# VORGEGEBENER TEXT

Auch wenn die AKtivität hier schon länger tot ist eine kurze Frage:

Ist eine 800g Rolle (Penn Captiva LL 6000) zu schwer für die 3lbs Warrior es ?

Danke im voraus...DOn


----------



## don rhabano (30. Juli 2009)

*AW: Fox Warrior oder Chub Snooper?*

Niemand weiß es?!


----------



## Carras (30. Juli 2009)

*AW: Fox Warrior oder Chub Snooper?*



don rhabano schrieb:


> Auch wenn die AKtivität hier schon länger tot ist eine kurze Frage:
> 
> Ist eine 800g Rolle (Penn Captiva LL 6000) zu schwer für die 3lbs Warrior es ?
> 
> Danke im voraus...DOn


 

Wie meinst Du das?


----------



## don rhabano (30. Juli 2009)

*AW: Fox Warrior oder Chub Snooper?*

Ist die Combo dann ordentlich ausbalanciert und passt alles mit dem werfen


----------



## Carras (30. Juli 2009)

*AW: Fox Warrior oder Chub Snooper?*



don rhabano schrieb:


> Ist die Combo dann ordentlich ausbalanciert und passt alles mit dem werfen


 
Puh, da bin ich überfragt,.

Geh in den Angelladen, häng die Rolle an die Rute und probier es aus.

Gruß

Carras


----------



## Dirk T (30. Juli 2009)

*AW: Fox Warrior oder Chub Snooper?*

Hallo,
hab selber die FOX Warrior und könnte sie dir mit gutem Gewissen empfehlen...Aber !
für das Geld gibt es bei einem bekannten Händler eine wirkliche Hammerrute - die Ultimate Bionic Carp ,ich hab nun den Direkten Vergleich da machst du nichts verkehrt.

# AUFGABEN
A: Nennen Sie alle Benutzernamen, unter denen im Forumsthread zur Fox Warrior Beiträge erscheinen.
B: Beantworten Sie anhand des Forumsthreads zur Fox Warrior die folgenden Fragen.
(i) Wie schwer ist die Rolle, nach der don rhabano fragt?
(ii) Was soll man laut Carras im Angelladen tun?
(iii) Welche Rute nennt Dirk T als Alternative?
C: Führen Sie den Forumsthread zur Fox Warrior im Anschluss an den letzten Satz von Dirk T fort.

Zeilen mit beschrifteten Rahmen
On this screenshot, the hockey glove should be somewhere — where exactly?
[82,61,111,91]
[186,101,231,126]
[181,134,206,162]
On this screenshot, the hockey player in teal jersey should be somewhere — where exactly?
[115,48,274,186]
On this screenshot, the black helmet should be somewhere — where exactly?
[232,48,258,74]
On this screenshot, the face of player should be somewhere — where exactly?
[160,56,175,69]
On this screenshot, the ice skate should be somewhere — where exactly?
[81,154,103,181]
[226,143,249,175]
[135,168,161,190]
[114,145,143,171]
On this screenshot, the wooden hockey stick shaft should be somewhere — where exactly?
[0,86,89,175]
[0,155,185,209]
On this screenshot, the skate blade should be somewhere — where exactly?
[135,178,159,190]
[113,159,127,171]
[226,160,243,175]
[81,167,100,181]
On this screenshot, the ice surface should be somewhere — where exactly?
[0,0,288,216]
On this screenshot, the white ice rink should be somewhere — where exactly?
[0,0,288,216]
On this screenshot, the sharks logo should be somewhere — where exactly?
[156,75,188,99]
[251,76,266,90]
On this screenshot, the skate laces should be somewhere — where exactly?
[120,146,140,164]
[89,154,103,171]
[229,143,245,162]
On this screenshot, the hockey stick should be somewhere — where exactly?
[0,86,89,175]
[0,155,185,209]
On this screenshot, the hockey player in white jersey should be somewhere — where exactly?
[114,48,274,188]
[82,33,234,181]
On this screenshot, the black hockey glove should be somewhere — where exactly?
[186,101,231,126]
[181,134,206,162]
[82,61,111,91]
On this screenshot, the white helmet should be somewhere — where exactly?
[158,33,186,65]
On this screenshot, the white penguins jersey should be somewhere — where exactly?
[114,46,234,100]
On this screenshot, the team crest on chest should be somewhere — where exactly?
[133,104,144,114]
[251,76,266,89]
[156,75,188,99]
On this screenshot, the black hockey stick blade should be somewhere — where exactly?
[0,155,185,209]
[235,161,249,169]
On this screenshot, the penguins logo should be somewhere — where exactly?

# LÖSUNGEN
A: don rhabano, Carras, Dirk T

B:
(i) Die Rolle wiegt 800 g.
(ii) Man soll die Rolle an die Rute hängen und es ausprobieren.
(iii) Er nennt die Ultimate Bionic Carp.

C:
PS. der im unterstehendem Link abgebildete Rutenhalter ist zumindest bei meinen Ruten nicht so "blank" sondern etwas grau eloxiert.
http://www.angelgeraete-wilkerling....rch_in_description=1&keywords=ultimate+bionic


----------



## don rhabano (31. Juli 2009)

*AW: Fox Warrior oder Chub Snooper?*

Schonmal danke... die bionic sieht zumindest besser aus .  Achja die Rollen wiegen nur 600g pro. Ich will mir die Rollen eben nicht einfach kaufen um dann zu merken dass sie zu schwer sind.
Außerdem wollte ich für alles nicht mehr als 300euro ausgeben,da ich auch noch ein wenig zubehör brauche. Tipps?

Ansonsten könnte ich mir nur die warrior es in meiner nähe anschauen.


----------



## timjim (31. Juli 2009)

*AW: Fox Warrior oder Chub Snooper?*

Ich denke du kannst dfie rollen da ruhig ranhängen. die baitrunner lc von shimano wiegt so um die 800 gr. und wird auch vielen als eine der besten freilaufrollen bzw karpfenrollen bezeichnet. und die haben nicht unbedingt andere ruten.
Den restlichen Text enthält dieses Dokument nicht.